▸ Provided passage:
★ ★ ★ ★ ★ ★ ★

While one of the UBL Library's schema modules is handcrafted to reflect a tuned XSD version of the CCTs with a rich set of complex and simple types, a perl script is used to generate most of the other modules and all of their element and type definitions from the spreadsheet. The UBL design rules governing this process are as follows:

The names of the elements and types are not faithful reproductions of the ISO/IEC 11179 naming scheme; some truncation is applied so that elements are not tightly bound to each distinct parent element environment and to maintain brevity and clarity. Here are the major naming rules:

Here are the names of the XML constructs for the above example components. The CCTs have been left out of the table because their definition and naming are still in flux.

BIE Name XML Name Remarks
Person. Details PersonType complex type All periods and spaces removed; "Details" replaced with "Type"
Person. Name. Text Name element "Text" elided because it is the default representation term; "Person" elided because the parent element's type indicates the object class unambiguously
Person. Birth. Date BirthDate element
Person. Residence. Address ResidenceAddress element
Person. Official Address. Address OfficialAddress element The repetition of "Address" as a property term and representation term has been collapsed, with only the latter remaining
Address. Details AddressType complex type
Address. Street. Text Street element
Address. Post Code. Text PostCode element
Address. Town. Text Town element
Address. Country. Identifier CountryID element "Identifier" shortened to "ID"
Table 2

Even though these rules result in fewer unique names in the XSD version than in the original dictionary, unique semantic definitions and software processing expectations can still be attached to all of the dictionary entries, and elements can therefore be neatly reused. Furthermore, additional entries can be created for other specific XPath-addressible XML environments, allowing for full specification of the intent behind every field in a business message.

★ ★ ★ ★ ★ ★ ★

▸ Record list:
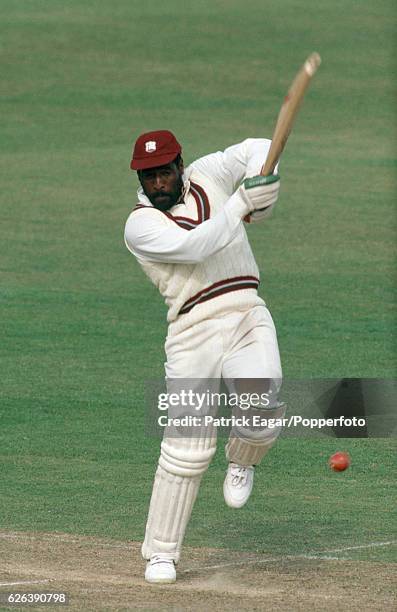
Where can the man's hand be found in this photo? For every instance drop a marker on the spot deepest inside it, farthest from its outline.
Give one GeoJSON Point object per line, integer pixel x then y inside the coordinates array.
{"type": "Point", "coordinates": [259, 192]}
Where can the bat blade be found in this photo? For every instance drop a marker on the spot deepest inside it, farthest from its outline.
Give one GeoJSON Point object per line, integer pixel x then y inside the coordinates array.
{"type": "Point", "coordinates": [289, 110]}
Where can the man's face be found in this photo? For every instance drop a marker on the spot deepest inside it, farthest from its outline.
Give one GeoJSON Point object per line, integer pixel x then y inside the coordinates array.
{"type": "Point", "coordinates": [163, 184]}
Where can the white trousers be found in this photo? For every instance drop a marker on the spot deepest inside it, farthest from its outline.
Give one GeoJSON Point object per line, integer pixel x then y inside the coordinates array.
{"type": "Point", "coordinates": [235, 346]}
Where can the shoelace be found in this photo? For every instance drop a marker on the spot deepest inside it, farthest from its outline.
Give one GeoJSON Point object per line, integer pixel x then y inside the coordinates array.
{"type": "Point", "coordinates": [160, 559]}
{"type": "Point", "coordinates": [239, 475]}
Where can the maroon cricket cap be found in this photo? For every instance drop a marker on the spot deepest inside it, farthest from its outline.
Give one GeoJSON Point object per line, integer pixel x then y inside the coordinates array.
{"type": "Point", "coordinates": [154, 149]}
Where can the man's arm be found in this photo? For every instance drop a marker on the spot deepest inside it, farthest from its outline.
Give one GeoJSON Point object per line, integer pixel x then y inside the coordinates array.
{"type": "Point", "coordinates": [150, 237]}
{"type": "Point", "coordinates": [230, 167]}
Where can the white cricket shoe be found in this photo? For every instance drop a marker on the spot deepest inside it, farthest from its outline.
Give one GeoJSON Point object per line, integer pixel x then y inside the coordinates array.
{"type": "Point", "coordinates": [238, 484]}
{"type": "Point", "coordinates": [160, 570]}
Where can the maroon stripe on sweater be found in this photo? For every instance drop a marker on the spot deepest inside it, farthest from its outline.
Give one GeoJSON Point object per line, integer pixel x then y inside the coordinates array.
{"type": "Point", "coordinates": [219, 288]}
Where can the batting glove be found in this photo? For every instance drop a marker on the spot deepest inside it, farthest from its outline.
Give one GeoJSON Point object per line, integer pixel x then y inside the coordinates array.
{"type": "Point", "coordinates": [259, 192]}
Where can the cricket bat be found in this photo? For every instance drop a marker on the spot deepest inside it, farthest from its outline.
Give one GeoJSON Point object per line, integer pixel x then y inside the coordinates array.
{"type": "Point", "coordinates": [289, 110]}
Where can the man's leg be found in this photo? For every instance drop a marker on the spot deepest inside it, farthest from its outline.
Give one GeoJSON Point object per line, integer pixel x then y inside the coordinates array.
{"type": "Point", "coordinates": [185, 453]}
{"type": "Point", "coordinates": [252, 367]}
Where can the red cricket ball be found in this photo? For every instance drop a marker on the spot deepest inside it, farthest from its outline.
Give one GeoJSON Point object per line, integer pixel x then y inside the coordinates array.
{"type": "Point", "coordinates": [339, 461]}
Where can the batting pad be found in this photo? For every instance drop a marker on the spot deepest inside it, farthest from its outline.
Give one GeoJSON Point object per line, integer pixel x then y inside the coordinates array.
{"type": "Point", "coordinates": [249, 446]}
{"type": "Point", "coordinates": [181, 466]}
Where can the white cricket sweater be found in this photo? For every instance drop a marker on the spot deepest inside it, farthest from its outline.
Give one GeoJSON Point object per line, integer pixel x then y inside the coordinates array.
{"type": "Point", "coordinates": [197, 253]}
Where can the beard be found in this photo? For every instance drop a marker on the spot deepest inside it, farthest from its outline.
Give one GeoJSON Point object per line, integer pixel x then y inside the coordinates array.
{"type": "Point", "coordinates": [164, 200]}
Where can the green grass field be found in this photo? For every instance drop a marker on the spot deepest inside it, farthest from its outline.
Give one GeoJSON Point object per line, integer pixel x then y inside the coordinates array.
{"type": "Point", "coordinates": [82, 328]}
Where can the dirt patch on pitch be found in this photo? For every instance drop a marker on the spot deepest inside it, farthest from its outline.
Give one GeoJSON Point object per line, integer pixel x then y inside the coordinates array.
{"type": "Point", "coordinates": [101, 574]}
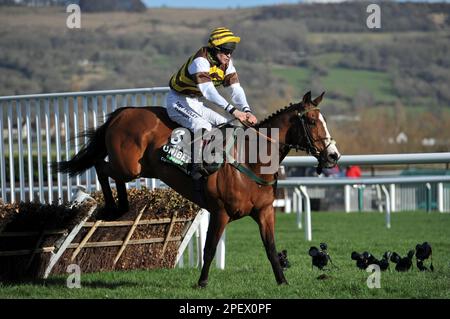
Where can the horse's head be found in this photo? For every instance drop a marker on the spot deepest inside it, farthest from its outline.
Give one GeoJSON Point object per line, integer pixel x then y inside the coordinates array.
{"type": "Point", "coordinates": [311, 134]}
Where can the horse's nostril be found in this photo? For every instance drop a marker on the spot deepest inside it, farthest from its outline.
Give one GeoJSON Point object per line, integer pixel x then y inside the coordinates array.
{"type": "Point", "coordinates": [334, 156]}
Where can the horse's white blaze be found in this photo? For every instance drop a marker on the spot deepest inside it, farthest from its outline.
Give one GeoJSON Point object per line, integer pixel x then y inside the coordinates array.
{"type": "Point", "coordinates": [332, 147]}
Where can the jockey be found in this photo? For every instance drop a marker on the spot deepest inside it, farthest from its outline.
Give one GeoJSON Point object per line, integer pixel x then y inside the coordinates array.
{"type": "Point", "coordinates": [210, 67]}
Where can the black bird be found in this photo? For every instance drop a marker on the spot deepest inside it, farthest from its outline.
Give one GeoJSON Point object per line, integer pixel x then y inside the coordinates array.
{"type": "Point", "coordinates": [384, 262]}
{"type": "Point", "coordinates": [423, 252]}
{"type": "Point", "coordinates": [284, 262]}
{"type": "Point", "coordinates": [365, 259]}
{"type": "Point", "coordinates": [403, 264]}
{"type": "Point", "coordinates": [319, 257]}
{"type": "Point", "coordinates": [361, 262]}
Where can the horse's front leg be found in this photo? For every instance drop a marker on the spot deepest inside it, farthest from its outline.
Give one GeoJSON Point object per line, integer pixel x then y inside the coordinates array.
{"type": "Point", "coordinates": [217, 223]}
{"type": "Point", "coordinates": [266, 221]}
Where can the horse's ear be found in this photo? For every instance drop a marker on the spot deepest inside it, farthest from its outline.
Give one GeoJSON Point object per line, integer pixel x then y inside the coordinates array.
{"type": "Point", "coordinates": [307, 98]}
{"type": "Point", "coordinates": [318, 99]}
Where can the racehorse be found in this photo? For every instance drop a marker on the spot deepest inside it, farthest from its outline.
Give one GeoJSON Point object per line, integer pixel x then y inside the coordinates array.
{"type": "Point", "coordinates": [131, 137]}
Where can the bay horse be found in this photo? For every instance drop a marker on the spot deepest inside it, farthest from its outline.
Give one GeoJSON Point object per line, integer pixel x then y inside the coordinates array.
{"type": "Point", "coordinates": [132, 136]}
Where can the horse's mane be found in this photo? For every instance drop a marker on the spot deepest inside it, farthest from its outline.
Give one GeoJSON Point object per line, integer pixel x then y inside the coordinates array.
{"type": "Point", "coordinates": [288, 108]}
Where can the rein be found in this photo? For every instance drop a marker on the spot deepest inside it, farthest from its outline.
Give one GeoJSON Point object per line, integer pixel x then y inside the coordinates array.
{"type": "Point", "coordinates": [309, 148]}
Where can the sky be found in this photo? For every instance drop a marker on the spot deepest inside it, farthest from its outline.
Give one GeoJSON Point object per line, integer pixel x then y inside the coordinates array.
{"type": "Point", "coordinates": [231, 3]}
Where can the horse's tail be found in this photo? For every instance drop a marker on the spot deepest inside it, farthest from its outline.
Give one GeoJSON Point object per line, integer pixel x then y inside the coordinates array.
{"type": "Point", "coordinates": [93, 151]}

★ ★ ★ ★ ★ ★ ★

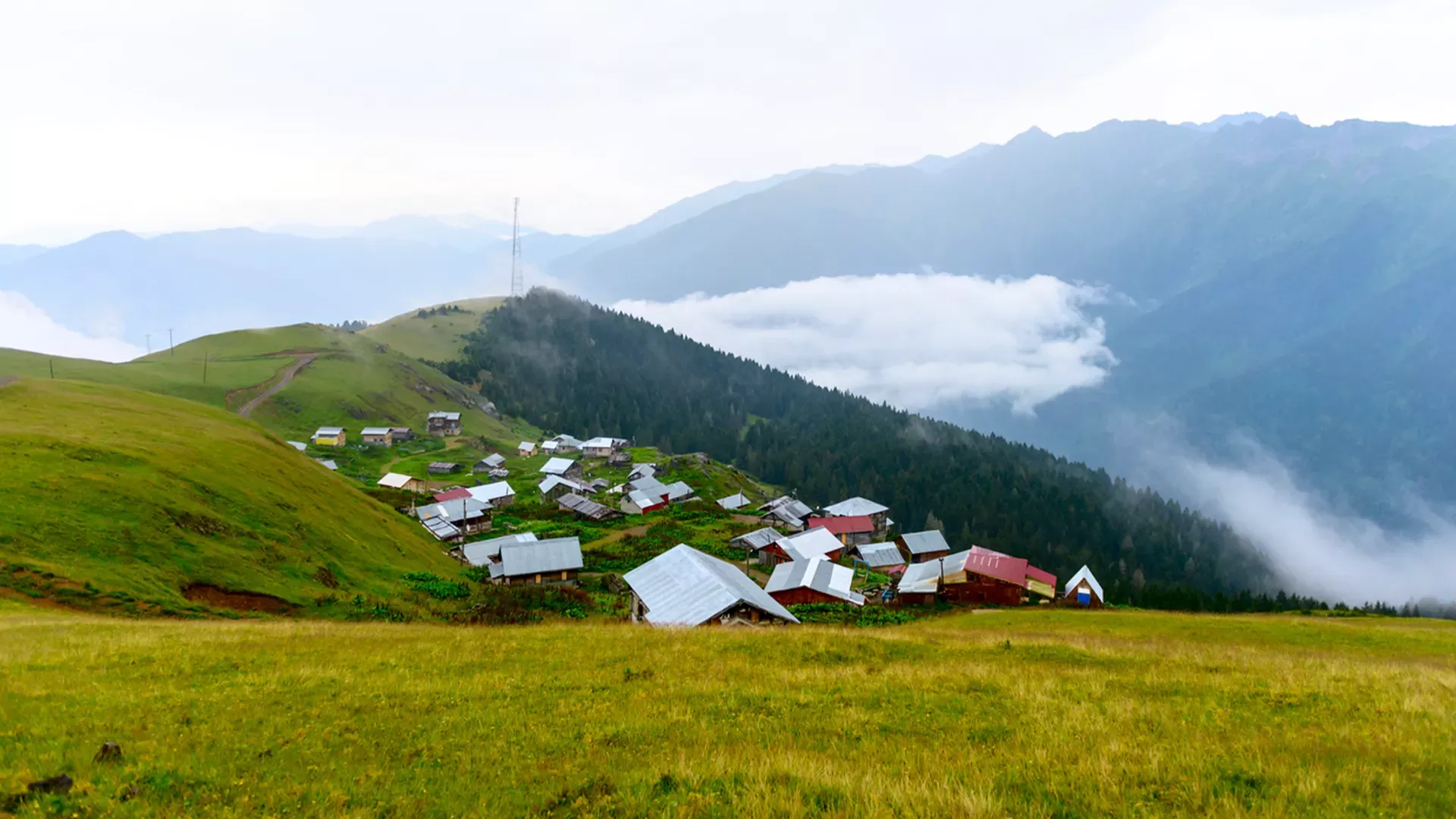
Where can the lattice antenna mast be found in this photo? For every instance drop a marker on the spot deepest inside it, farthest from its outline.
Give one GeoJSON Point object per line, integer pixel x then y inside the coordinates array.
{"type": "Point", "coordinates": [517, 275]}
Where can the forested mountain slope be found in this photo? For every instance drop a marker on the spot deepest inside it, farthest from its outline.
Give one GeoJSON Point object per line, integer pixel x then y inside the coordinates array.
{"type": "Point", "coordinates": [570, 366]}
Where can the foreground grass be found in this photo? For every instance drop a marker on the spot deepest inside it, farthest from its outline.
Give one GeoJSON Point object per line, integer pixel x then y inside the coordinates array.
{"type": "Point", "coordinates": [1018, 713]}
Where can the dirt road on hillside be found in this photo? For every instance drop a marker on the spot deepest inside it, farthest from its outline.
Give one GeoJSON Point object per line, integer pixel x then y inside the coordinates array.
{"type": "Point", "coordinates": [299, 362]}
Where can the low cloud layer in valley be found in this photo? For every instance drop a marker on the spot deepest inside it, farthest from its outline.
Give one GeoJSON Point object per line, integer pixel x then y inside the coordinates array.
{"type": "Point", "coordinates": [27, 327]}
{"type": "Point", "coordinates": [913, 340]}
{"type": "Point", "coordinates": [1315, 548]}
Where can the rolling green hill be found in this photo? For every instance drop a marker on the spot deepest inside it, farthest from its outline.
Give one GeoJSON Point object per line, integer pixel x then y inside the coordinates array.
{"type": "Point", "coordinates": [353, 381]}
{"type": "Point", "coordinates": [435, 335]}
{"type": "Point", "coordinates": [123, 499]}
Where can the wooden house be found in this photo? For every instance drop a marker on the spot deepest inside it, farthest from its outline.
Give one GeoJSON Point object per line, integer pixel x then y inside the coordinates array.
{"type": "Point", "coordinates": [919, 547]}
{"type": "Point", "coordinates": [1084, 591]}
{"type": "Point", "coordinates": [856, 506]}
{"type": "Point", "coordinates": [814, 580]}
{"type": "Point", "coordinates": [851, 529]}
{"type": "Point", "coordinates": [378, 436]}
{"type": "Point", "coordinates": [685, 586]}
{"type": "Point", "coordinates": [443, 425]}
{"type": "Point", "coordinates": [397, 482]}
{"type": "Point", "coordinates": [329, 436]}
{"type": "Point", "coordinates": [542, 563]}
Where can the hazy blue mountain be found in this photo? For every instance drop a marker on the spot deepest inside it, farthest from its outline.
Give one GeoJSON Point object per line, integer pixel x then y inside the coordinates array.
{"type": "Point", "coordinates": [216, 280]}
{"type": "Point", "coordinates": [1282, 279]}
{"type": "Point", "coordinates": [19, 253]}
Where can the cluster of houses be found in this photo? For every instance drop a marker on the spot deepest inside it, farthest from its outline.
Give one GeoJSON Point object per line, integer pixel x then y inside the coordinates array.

★ ★ ★ ★ ★ ★ ★

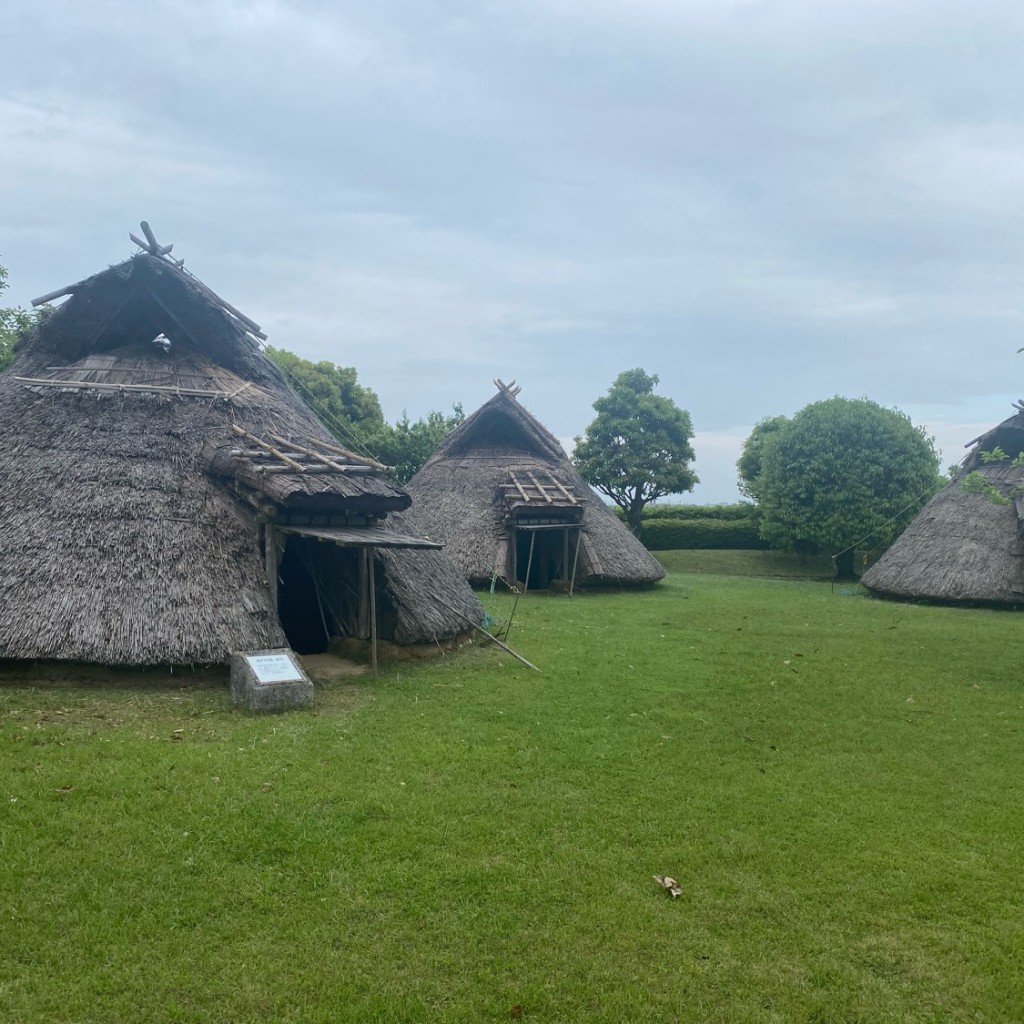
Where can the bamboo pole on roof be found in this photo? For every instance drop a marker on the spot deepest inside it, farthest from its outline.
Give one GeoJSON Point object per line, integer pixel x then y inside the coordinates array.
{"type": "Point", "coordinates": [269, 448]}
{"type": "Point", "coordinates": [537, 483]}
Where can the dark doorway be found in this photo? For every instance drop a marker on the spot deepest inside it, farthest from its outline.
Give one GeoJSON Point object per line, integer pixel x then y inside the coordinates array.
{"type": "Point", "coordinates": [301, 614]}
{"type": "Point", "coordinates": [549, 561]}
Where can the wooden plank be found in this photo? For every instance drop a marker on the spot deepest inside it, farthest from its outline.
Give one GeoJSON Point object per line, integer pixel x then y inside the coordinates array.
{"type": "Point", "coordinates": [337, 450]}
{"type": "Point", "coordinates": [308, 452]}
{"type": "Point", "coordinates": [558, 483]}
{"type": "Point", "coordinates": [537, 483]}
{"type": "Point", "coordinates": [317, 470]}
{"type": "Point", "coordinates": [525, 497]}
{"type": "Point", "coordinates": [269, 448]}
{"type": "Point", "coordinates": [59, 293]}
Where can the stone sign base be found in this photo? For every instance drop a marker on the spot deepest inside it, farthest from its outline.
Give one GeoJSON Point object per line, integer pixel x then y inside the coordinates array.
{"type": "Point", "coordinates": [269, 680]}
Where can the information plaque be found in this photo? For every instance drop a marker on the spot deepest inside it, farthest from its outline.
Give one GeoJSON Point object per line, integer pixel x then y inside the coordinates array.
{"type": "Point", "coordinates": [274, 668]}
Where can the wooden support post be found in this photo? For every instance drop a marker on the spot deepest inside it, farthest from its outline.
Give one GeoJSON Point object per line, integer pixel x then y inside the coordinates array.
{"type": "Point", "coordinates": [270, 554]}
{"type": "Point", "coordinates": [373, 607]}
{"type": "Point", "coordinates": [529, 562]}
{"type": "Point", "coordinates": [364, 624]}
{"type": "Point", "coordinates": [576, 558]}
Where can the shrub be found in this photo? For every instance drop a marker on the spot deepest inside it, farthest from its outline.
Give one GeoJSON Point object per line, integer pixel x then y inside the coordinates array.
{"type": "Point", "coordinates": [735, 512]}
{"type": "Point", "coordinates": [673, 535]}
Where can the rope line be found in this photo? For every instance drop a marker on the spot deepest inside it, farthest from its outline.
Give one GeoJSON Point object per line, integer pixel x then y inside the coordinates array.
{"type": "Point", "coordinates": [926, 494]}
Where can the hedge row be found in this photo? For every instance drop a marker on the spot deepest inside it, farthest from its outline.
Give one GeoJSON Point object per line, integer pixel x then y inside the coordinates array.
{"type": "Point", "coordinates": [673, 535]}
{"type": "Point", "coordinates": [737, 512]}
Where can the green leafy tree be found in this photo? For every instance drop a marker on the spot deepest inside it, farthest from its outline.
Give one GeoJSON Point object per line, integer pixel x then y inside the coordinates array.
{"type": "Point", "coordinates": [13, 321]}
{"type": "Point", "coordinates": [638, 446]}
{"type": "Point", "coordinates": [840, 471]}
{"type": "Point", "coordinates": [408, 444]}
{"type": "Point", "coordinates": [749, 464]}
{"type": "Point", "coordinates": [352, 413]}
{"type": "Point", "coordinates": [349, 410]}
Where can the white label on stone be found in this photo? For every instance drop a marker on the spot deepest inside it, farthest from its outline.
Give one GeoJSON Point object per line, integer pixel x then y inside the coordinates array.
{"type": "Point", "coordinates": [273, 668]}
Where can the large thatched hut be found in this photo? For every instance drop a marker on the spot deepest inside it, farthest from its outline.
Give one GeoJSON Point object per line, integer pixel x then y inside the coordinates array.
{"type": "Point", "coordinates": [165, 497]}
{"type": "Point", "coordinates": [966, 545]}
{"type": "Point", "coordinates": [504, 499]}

★ ★ ★ ★ ★ ★ ★

▸ Exercise brief: Transcribe the passage on UBL naming rules from "Here are the names" up to and including "still in flux.". The records were drawn from a separate source unrelated to the passage on UBL naming rules.

▸ Answer for this exercise:
Here are the names of the XML constructs for the above example components. The CCTs have been left out of the table because their definition and naming are still in flux.